**Perintah Tugas 1**
Saringlah catatan di bawah dan salin setiap baris yang memuat kata "reef", dengan memperhatikan huruf besar dan huruf kecil.

=== Teks Bacaan ===

Pembagian ini adalah sangat penting karena dengan pembagian ini kita memiliki skala prioritas didalam kita meniti jalan menuju kemashlahatan di dunia dan di akhirat. Semua kegiatan yang berlandaskan syariah harus memperhatikan maqasid syariah ini. Karena kalau menyimpang dari ketentuan ini maka kemashlahatan itu tidak akan bisa dicapai.
Ad-Dharuriaat yang dimaksud oleh Imam Syatibi adalah sesuatu yang harus dilakukan agar mendapatkan kemashlahatan di dunia dan di akhirat. Dan jika ad-dharuriat ini tidak dilaksanakan maka kemashlahatan itupun tidak akan pernah ada. Tetapi yang akan timbul adalah kerusakan, kesengsaraan dan kerugian yang besar.
Maqasid yang ad-dharuriah ini gunanya adalah untuk Hifdzud-Dien (Menjaga dien), kemudian Hifdzun-Nafs, Hifdzul-Aql, Hifdzun-Nasl (keturunan) dan Hifdzul-Maal, urutan inipun mempunyai arti penting. Yang pertama itu lebih utama dari yang kedua dan ketiga dan seterusnya. Kalau kita dihadapkan pada dua pulihan apakah harus hifdzul-mal atau hifdzud-din, maka harus kita prioritaskan hifzdud-din tentunya meskipun kita tahu al-maal akan hancur.

=== Data Tersedia ===

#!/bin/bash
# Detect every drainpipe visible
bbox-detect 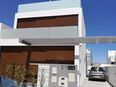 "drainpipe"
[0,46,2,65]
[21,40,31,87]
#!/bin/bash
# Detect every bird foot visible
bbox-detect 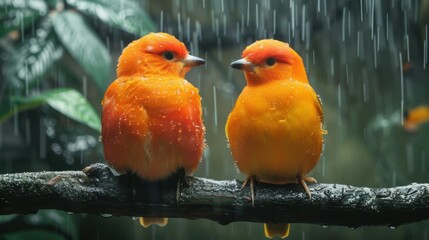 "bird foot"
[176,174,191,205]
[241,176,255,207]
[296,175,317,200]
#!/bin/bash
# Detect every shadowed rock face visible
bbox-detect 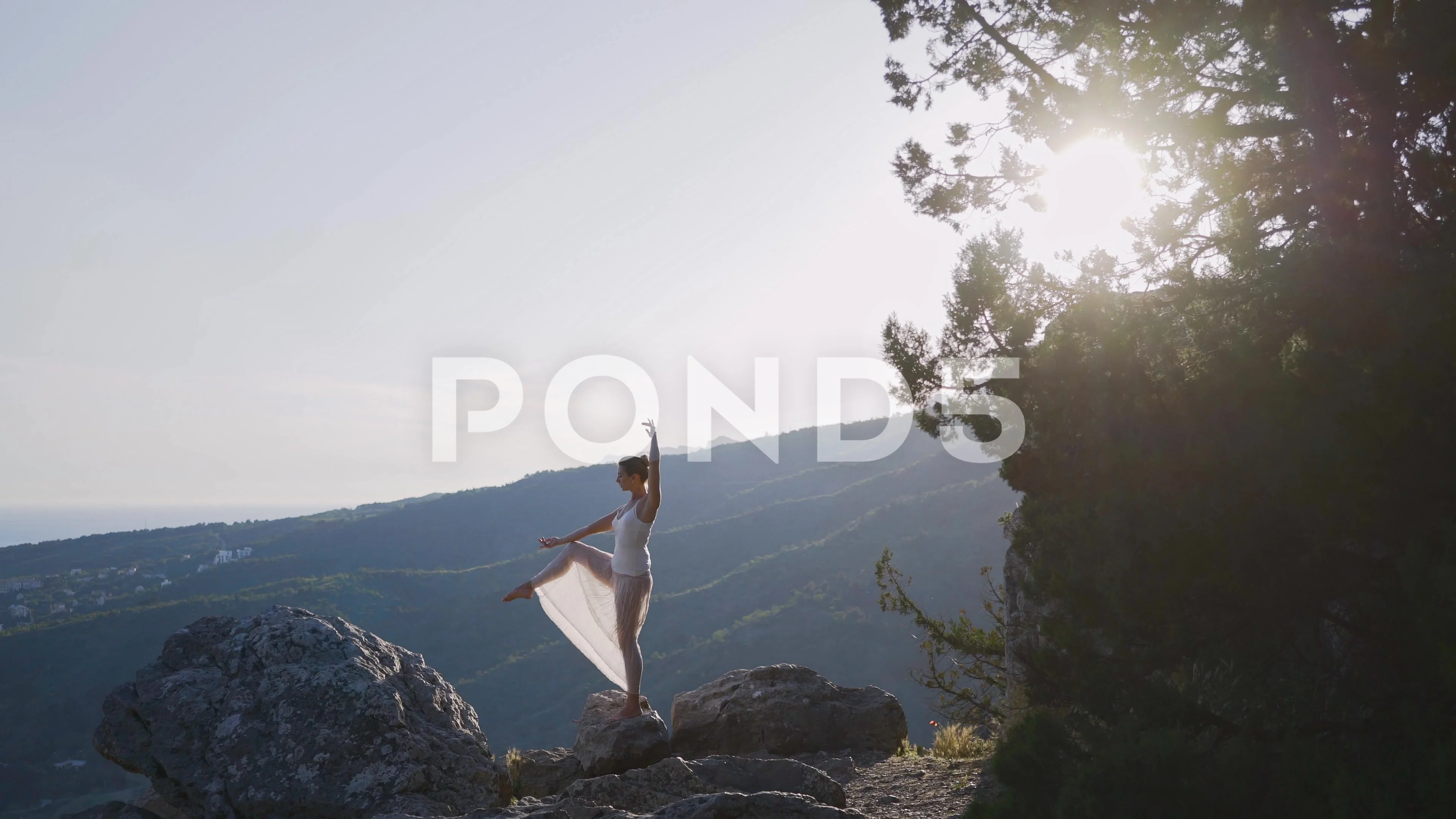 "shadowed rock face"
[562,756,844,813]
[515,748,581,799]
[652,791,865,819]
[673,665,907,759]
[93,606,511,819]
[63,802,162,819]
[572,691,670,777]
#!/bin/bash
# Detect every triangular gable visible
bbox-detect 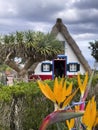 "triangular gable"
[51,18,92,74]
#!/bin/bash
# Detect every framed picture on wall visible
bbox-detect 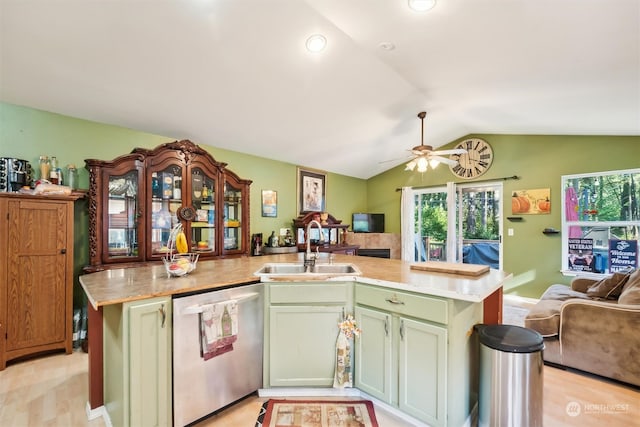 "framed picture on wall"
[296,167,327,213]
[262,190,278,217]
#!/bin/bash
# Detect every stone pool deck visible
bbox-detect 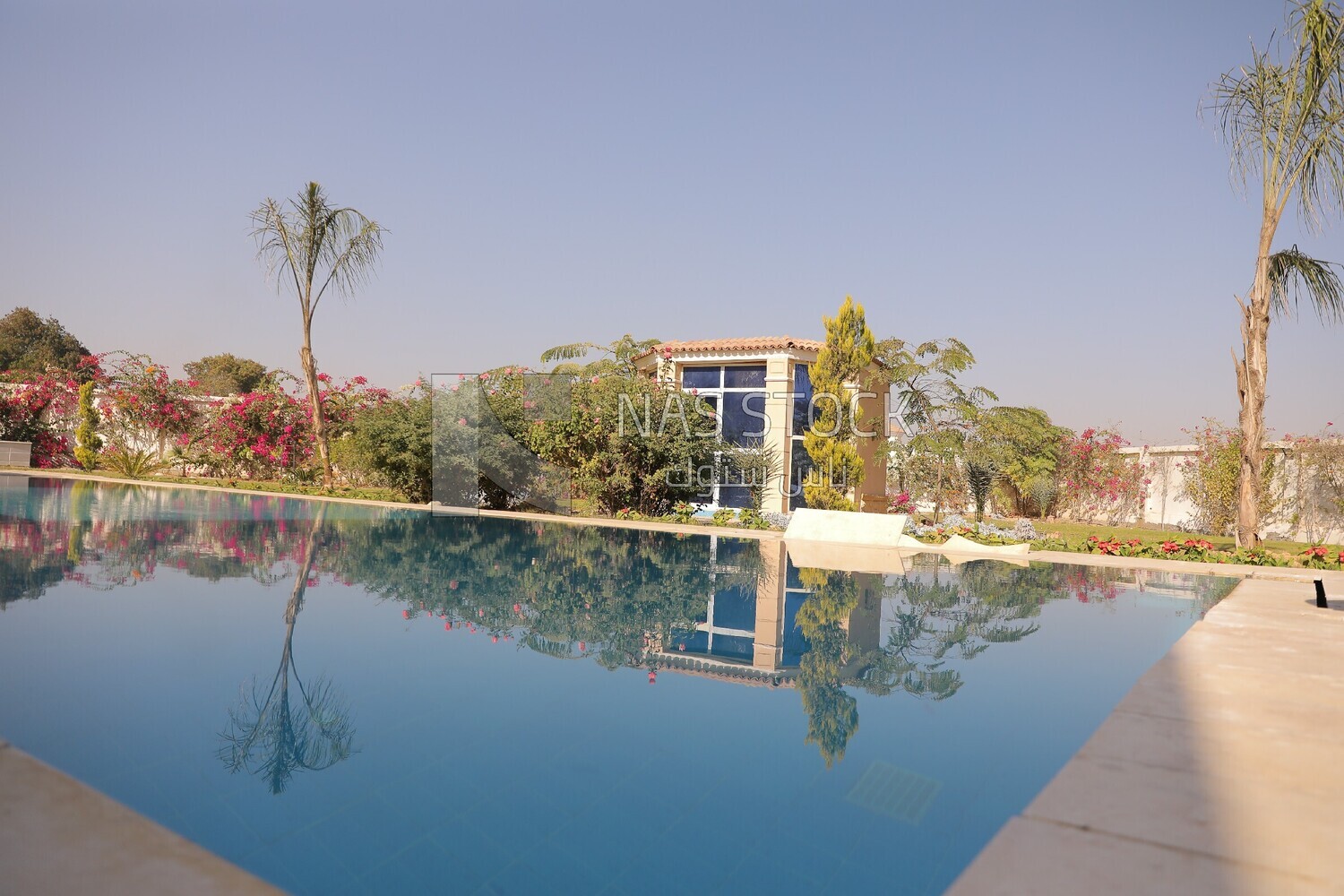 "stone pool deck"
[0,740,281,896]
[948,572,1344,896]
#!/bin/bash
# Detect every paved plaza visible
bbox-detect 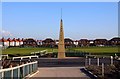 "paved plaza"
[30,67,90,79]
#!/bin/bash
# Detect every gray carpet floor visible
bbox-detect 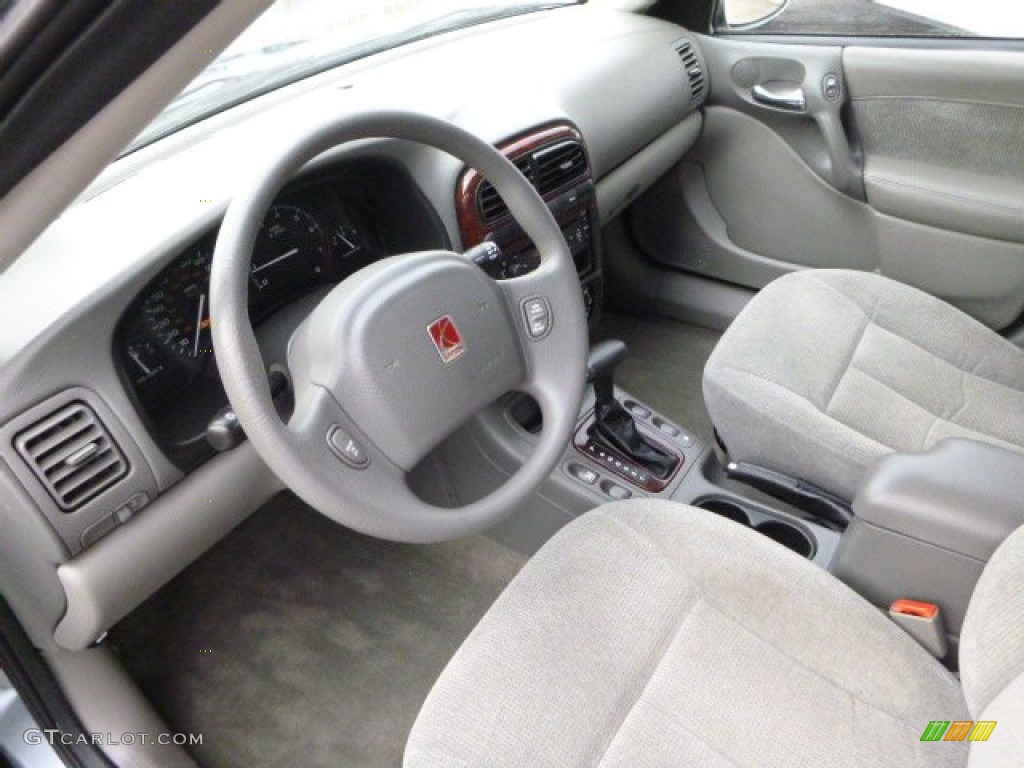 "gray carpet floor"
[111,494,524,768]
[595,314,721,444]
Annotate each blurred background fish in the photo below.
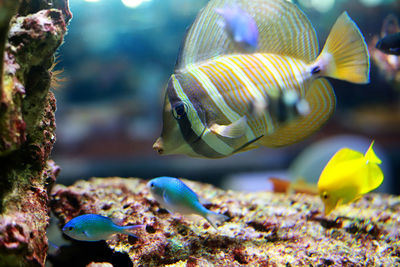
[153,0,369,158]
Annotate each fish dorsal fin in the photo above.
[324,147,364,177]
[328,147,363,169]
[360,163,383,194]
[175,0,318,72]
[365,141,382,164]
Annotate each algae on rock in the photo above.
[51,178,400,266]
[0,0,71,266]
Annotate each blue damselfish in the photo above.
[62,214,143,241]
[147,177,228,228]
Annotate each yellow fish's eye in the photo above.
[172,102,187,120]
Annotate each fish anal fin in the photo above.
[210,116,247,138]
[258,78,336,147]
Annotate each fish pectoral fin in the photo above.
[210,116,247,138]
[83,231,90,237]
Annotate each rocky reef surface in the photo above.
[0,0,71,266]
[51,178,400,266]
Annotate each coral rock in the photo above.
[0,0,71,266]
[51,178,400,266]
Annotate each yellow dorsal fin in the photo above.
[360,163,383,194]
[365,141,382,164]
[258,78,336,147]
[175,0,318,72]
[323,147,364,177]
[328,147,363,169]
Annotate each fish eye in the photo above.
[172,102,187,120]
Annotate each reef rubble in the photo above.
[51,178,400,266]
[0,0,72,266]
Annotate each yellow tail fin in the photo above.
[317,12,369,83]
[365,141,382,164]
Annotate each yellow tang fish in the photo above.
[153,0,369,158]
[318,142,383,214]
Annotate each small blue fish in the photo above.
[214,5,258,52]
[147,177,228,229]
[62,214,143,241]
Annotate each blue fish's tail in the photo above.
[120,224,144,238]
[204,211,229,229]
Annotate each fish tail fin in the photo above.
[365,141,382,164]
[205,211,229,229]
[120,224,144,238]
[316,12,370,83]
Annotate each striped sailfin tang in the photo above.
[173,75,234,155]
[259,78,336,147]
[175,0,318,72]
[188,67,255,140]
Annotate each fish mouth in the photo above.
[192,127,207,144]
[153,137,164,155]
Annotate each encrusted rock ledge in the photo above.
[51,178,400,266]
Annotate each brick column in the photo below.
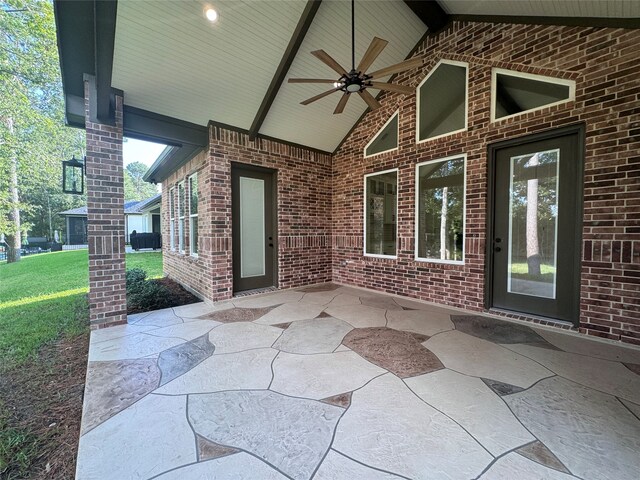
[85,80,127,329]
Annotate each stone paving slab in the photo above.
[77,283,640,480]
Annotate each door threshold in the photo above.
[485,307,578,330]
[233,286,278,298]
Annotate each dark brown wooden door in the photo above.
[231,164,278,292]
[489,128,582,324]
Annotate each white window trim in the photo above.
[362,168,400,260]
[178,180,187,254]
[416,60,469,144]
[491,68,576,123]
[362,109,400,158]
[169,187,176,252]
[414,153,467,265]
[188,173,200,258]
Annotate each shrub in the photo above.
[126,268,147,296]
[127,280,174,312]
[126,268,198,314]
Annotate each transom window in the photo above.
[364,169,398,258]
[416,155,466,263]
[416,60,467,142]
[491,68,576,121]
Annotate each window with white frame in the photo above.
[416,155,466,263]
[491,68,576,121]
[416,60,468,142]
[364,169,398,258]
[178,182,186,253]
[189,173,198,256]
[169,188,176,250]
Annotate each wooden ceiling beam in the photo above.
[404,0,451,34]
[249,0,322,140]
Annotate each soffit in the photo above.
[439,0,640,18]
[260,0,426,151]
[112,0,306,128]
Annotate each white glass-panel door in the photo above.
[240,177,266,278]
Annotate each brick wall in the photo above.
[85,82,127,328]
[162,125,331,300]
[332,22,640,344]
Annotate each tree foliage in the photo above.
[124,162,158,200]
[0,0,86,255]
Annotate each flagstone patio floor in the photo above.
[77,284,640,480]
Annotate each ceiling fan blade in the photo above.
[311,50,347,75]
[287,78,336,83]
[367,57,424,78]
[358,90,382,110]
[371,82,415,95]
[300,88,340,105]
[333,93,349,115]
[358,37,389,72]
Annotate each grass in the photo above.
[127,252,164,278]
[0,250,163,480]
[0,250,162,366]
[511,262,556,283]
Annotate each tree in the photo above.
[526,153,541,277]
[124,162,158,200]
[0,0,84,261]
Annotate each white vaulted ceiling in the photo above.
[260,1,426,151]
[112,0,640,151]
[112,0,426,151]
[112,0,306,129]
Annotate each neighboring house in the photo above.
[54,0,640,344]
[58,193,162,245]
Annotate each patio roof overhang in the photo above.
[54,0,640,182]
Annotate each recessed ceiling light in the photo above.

===

**Perintah Tugas 2**
Sebutkan semua maqasid ad-dharuriah yang disebut dalam teks tentang maqasid syariah di atas, sesuai urutan kemunculannya.

**Hasil Tugas 1**
Annotate each rocky reef surface in the photo above.
Annotate each reef rubble in the photo above.

**Hasil Tugas 2**
1. Hifdzud-Dien
2. Hifdzun-Nafs
3. Hifdzul-Aql
4. Hifdzun-Nasl
5. Hifdzul-Maal